**問題:**
(1) 高血圧センターの本文によると、同センターと協力している診療科はどれですか。すべて挙げてください。
(2) 高血圧センターの本文について、次の問いに答えてください。
(a) 高血圧の患者数は現在約何人といわれていますか。
(b) 高血圧センターはいつから運用を開始しましたか。
(c) 二次性高血圧は高血圧の約何%の割合でいると言われていますか。
(3) 高血圧センターの本文を、最後の文の後から続けて書いてください。

高血圧センター
高血圧の患者数は現在約4300万人といわれており、日本人の2.5人に1人の計算となります。日本人の三大死因のうちの脳卒中や心臓病などの主な原因となります。また高血圧は「サイレントキラー(沈黙の殺し屋)」と言われており、血圧が高くても症状がないからといって放っておくと突然、心筋梗塞や脳卒中を発症します。浅ノ川総合病院高血圧センターは2022年4月より運用を開始し、循環器内科、腎臓内科、内分泌代謝内科、泌尿器科、外科と協力し血圧のコントロールの難しい難治性高血圧、二次性高血圧の診断および治療に積極的に取り組んでいます。
特に原発性アルドステロン症の診療に力を入れており、疾患に精通した専門医により、診療に当たっています。
二次性高血圧
二次性高血圧は、高血圧の約20%の割合でいると言われ、通常の降圧治療だけでは血圧のコントロールが難しく、原因に適した治療が必要となります。疾患によっては適切な治療により高血圧が完治する可能性もあります。
「二次性高血圧が疑われる場合」
若年発症の高血圧(特に40歳未満)

**対象の行:**
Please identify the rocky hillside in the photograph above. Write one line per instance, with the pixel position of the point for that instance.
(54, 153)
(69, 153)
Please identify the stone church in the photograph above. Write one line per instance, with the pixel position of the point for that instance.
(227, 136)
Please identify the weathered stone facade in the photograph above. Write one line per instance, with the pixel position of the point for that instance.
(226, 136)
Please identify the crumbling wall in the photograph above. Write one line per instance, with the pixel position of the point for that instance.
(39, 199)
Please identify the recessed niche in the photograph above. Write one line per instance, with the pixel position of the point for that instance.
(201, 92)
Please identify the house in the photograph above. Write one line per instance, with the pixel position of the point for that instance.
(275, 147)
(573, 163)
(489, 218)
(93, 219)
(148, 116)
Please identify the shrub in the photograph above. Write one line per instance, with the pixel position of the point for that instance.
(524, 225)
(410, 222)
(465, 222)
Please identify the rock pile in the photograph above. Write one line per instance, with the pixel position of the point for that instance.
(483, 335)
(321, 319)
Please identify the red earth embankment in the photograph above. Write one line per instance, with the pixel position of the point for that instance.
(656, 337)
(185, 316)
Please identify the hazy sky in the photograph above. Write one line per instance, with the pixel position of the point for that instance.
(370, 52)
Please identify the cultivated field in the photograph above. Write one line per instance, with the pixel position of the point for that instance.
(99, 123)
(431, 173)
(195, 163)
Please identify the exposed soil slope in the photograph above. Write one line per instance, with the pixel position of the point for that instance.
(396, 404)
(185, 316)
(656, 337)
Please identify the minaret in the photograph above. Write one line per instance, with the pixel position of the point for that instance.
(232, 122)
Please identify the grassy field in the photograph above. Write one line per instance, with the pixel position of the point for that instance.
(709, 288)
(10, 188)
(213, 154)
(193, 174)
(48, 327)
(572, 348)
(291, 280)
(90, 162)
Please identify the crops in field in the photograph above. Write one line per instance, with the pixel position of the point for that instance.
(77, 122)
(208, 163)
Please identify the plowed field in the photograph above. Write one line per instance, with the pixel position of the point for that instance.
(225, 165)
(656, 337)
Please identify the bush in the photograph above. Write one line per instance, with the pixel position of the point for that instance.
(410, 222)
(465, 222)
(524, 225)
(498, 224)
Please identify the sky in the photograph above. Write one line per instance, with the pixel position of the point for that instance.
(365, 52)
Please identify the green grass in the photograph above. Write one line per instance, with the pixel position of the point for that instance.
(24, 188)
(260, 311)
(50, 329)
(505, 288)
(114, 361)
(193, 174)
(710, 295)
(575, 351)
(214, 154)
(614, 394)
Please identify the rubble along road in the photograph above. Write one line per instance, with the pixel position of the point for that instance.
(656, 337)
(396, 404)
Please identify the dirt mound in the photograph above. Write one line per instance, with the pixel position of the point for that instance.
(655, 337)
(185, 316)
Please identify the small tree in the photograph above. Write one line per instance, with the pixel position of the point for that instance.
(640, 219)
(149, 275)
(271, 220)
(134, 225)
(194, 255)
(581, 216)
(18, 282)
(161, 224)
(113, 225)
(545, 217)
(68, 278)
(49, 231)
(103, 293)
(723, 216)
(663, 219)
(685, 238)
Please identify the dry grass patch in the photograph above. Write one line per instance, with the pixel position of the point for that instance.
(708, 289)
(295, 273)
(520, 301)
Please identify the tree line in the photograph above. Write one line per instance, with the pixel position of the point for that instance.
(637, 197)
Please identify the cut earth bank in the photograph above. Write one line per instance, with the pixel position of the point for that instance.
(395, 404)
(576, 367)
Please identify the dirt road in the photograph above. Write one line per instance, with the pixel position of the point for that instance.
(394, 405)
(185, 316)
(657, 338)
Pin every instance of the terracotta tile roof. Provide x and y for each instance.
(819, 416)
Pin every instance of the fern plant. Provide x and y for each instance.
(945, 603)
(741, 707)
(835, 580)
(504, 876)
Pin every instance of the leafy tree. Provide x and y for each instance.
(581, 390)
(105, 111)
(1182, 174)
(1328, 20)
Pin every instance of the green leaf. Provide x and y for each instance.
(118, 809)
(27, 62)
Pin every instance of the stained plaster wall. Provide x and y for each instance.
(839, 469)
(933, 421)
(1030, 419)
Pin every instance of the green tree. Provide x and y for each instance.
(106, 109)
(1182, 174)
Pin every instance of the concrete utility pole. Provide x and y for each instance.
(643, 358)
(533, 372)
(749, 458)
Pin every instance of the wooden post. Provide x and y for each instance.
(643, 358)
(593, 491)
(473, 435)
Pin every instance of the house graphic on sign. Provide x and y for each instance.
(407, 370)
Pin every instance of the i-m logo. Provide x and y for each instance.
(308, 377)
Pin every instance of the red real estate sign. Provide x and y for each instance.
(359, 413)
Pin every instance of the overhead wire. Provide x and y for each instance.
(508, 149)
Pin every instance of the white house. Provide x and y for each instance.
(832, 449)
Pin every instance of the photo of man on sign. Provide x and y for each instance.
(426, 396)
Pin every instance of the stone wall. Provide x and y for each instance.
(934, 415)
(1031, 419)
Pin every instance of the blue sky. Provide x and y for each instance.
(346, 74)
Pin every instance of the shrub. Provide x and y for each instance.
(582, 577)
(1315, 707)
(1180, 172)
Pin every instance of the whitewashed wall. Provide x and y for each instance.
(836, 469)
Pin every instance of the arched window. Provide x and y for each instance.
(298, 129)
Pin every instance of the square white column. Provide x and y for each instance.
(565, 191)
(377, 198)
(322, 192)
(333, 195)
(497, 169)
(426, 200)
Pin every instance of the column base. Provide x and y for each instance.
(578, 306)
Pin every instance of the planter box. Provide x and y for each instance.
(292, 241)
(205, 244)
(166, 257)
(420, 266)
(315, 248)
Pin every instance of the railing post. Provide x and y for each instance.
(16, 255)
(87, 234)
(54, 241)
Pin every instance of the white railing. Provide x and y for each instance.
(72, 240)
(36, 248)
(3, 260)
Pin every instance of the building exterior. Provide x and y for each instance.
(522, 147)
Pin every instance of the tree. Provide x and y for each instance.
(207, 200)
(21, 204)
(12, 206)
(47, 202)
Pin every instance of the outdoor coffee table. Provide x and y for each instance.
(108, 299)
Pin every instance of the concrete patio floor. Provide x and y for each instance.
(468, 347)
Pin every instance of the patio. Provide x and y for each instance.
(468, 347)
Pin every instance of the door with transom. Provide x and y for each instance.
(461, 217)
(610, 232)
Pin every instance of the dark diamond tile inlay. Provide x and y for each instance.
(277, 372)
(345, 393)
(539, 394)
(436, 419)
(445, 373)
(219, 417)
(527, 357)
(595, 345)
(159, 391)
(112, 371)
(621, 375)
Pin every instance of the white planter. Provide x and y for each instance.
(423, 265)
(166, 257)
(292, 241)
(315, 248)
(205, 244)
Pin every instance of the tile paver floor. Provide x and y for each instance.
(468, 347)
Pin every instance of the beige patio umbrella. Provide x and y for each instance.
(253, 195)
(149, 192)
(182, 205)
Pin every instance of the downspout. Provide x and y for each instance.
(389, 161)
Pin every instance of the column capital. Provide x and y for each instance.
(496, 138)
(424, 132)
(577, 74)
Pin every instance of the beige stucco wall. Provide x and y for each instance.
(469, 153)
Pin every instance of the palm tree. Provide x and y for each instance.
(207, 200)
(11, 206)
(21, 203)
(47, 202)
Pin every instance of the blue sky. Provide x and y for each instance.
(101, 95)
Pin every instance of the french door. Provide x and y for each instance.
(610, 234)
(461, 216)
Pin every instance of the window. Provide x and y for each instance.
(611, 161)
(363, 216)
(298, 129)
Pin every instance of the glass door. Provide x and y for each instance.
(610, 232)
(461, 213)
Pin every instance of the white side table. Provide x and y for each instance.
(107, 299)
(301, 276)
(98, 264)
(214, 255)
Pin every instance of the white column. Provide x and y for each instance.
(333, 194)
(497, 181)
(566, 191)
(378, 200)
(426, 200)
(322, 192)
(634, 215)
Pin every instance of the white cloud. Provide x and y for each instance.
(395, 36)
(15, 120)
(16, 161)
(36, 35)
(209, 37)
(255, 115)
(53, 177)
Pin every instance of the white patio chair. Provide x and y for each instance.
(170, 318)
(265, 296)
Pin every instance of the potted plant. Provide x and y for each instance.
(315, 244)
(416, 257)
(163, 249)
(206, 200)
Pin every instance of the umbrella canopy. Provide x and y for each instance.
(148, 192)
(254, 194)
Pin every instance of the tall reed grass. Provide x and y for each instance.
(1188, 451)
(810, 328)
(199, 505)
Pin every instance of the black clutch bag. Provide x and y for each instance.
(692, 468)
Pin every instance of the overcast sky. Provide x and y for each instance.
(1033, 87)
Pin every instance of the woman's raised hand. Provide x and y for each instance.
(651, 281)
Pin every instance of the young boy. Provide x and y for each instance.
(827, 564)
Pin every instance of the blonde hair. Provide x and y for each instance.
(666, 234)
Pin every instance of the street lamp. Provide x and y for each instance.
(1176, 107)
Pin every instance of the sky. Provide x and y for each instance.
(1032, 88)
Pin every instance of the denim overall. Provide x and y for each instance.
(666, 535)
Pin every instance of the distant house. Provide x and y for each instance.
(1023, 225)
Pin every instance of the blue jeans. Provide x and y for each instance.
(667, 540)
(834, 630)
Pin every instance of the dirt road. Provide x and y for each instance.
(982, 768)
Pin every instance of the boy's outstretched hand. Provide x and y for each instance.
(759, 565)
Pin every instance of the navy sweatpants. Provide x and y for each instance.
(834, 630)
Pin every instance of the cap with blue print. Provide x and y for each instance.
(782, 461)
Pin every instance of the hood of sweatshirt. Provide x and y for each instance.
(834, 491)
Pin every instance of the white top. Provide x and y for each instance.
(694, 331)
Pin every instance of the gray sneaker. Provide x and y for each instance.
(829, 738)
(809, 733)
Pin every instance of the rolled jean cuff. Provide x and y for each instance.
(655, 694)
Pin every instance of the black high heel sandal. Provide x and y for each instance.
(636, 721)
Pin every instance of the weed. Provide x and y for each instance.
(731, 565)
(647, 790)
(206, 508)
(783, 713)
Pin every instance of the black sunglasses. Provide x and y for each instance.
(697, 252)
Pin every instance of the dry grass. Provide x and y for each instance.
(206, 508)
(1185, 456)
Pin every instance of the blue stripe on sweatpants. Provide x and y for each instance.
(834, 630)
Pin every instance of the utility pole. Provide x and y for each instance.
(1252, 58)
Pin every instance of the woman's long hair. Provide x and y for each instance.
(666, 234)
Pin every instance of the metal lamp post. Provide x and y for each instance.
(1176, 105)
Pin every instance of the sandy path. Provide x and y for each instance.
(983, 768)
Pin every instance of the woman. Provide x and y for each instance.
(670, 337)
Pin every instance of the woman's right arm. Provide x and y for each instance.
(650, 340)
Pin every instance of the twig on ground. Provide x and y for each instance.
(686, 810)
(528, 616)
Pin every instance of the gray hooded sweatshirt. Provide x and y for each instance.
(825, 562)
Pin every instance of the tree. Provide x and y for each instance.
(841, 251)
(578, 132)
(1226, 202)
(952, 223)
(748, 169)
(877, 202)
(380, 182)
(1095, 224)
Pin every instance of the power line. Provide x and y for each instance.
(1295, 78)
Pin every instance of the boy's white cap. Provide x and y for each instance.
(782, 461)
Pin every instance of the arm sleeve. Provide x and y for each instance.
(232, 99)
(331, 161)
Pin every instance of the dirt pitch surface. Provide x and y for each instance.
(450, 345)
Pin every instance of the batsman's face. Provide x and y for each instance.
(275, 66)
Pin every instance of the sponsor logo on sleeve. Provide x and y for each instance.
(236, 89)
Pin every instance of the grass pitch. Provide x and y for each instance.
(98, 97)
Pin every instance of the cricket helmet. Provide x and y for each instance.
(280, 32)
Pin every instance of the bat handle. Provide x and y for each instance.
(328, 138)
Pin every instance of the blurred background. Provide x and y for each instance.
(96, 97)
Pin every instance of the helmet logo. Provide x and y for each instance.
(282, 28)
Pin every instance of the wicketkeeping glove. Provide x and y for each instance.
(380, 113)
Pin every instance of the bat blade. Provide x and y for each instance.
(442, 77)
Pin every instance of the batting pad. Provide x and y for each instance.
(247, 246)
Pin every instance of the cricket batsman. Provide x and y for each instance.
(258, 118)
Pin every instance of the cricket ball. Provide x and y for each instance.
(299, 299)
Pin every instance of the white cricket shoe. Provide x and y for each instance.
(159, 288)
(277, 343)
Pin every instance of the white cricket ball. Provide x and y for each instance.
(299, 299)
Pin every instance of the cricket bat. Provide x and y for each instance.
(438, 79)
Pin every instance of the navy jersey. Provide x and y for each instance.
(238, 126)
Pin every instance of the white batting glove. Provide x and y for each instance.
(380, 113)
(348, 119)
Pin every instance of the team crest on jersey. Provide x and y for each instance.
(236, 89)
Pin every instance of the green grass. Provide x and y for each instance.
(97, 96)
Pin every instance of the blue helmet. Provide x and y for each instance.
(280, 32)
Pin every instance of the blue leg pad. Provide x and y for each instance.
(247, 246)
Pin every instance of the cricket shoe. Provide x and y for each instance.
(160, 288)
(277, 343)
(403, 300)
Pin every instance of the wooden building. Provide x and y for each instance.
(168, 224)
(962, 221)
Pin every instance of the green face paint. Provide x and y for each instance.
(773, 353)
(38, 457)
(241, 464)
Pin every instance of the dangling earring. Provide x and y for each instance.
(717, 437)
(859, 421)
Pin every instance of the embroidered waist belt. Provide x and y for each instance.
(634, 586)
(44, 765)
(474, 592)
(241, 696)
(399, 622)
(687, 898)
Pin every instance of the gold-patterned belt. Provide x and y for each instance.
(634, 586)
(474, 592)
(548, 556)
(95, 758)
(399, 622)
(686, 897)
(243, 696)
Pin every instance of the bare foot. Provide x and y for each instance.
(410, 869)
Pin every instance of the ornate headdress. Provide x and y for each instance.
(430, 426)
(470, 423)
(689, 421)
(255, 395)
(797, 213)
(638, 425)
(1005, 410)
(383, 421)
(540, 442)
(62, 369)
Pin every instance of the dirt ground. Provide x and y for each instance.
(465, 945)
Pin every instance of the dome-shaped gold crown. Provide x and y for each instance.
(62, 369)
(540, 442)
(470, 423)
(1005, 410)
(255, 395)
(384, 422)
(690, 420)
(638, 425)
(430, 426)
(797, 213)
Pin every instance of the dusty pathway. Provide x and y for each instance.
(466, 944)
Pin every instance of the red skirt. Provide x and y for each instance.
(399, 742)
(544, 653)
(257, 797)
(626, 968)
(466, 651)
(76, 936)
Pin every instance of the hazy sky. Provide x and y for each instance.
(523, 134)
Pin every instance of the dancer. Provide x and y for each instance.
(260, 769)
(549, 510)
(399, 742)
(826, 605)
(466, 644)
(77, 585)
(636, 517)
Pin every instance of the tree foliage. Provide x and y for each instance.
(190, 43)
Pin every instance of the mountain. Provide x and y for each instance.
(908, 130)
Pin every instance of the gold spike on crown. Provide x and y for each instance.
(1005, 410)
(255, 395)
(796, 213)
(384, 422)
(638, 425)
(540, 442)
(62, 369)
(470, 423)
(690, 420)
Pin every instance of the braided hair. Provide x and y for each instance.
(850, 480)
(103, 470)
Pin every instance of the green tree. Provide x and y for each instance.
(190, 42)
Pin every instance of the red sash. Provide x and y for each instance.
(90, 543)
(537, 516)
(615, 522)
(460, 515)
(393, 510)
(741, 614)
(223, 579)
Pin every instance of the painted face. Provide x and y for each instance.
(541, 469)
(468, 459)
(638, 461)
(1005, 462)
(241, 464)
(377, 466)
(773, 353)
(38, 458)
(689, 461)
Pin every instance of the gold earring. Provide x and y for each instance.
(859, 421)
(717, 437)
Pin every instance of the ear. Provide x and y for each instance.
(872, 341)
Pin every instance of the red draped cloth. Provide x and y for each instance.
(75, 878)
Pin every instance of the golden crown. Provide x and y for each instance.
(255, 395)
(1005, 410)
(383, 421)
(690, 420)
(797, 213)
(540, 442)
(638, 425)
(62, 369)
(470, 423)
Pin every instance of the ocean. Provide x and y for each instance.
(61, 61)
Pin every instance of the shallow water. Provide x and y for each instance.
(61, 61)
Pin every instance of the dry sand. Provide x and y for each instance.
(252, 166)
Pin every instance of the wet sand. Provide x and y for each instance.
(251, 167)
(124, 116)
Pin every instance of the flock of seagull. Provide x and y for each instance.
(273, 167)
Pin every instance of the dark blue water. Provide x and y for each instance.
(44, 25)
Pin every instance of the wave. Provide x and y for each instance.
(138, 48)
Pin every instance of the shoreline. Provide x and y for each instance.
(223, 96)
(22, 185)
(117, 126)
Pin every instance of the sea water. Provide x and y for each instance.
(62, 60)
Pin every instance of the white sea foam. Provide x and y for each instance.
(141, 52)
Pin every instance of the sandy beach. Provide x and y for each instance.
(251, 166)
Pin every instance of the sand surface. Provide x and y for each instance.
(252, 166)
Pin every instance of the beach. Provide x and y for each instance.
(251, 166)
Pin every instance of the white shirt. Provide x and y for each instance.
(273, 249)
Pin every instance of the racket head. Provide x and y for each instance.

**解答例:**
(1) 循環器内科、腎臓内科、内分泌代謝内科、泌尿器科、外科

(2)
(a) 約4300万人
(b) 2022年4月
(c) 約20%

(3)
血圧が160/90mmHg以上の高血圧
治療抵抗性の高血圧
副腎偶発腫(腹部CTでたまたま発見される副腎の腫瘍)を伴う高血圧
40歳未満で脳血管障害を合併している
血清カリウム値が低い高血圧
原発性アルドステロン症
原発性アルドステロン症は副腎で発症する病気です。腎臓の上に位置する副腎は血液を通して体内に様々なホルモンを供給しています。この副腎に腫瘍ができ、アルドステロンというホルモンが過剰に分泌されるようになった状態が、原発性アルドステロン症です。このホルモンは血圧を上げる役割を担っているので、大量に分泌されると高血圧になってしまいます。過剰に分泌されたアルドステロンには、心筋や血管を硬くする作用があるため、通常の高血圧よりも、脳卒中や心筋梗塞のリスクが高くなる特徴があります。
腫瘍の出来ている副腎を除去すれば血圧は元に戻ります。副腎は二つあるので、片方を取り除いても支障はありません。ただし両方の副腎からアルドステロンが過剰に分泌されていた場合は、アルドステロンブロッカーによる内服治療を行います。また、副腎の腫瘍を手術で取らないでラジオ波という高周波で焼く「ラジオ波焼灼療法」も保険適用になりました。
アルドステロンが過剰に分泌されると血中のレニン(腎臓で作られる酵素)が下がるので、診断にはまず血中のアルドステロンとレニンを同時に調べます。続いて左右どちらの副腎に異常があるかCTなどにより調べます。最終的に左右の副腎から伸びる静脈からカテーテルで血液を採取しアルドステロンの濃度を調べます。この検査は高度な技術が必要なため金沢大学病院と協力して行っています。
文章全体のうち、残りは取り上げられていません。